WHAT THE TASK ASKS:
From top to bottom, reproduce the listing without a single change.

DATA FOR ANALYSIS:

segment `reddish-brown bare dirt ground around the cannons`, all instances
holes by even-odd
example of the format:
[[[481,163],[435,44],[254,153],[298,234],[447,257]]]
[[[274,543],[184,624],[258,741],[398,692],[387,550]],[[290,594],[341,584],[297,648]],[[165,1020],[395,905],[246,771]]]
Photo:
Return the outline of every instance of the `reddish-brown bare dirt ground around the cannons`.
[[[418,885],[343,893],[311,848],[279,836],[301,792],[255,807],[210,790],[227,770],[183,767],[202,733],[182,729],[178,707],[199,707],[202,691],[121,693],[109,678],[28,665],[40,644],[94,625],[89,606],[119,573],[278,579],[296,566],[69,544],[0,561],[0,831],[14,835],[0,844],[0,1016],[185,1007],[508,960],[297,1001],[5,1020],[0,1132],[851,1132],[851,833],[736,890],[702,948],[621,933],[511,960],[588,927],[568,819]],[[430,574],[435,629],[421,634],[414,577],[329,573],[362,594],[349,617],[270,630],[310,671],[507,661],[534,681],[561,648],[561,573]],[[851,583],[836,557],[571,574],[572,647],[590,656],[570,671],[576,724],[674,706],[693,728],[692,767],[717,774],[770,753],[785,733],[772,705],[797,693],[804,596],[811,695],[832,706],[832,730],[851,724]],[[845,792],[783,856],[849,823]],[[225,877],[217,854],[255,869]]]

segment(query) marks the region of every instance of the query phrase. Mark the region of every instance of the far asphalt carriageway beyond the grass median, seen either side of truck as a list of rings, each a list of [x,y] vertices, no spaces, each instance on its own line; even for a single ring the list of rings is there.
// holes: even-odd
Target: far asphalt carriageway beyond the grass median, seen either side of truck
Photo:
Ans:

ANSWER AREA:
segment `reddish-brown bare dirt ground around the cannons`, all instances
holes by even-odd
example of the format:
[[[481,163],[435,44],[254,153],[298,234],[447,257]]]
[[[274,543],[184,624],[258,741],[398,692],[387,550]],[[290,594],[341,584],[297,648]],[[165,1020],[395,905],[246,771]]]
Photo:
Return the outline of every instance of the `reddish-brown bare dirt ground around the cannons`.
[[[418,885],[343,893],[311,848],[279,836],[301,792],[255,807],[210,790],[227,770],[183,767],[202,733],[182,729],[178,707],[199,707],[202,691],[121,693],[109,678],[28,665],[40,644],[94,625],[89,606],[119,573],[278,579],[296,566],[69,544],[0,561],[0,831],[14,835],[0,844],[0,1016],[185,1007],[508,960],[297,1001],[5,1020],[0,1132],[851,1132],[851,833],[736,890],[702,948],[621,933],[511,960],[588,927],[568,819]],[[430,574],[435,629],[421,634],[414,577],[329,573],[362,594],[349,617],[270,630],[310,671],[507,661],[534,681],[561,648],[561,573]],[[851,583],[836,557],[571,574],[572,647],[590,656],[570,671],[576,724],[674,706],[693,728],[692,767],[717,774],[770,753],[785,733],[772,705],[797,693],[804,596],[811,695],[832,706],[832,730],[851,724]],[[845,792],[783,856],[849,823]],[[225,877],[217,854],[255,869]]]

segment(query) marks the region of every instance of the query phrase. Mark the region of every instance of the far asphalt carriageway beyond the grass median, seen either side of truck as a list of rings, each a list of [x,y] vertices, no spaces, each instance on its own line; even for a single ring the list of rings is there.
// holes: even-odd
Target: far asphalt carriageway beyond the grass median, seen either side of truck
Photo:
Ans:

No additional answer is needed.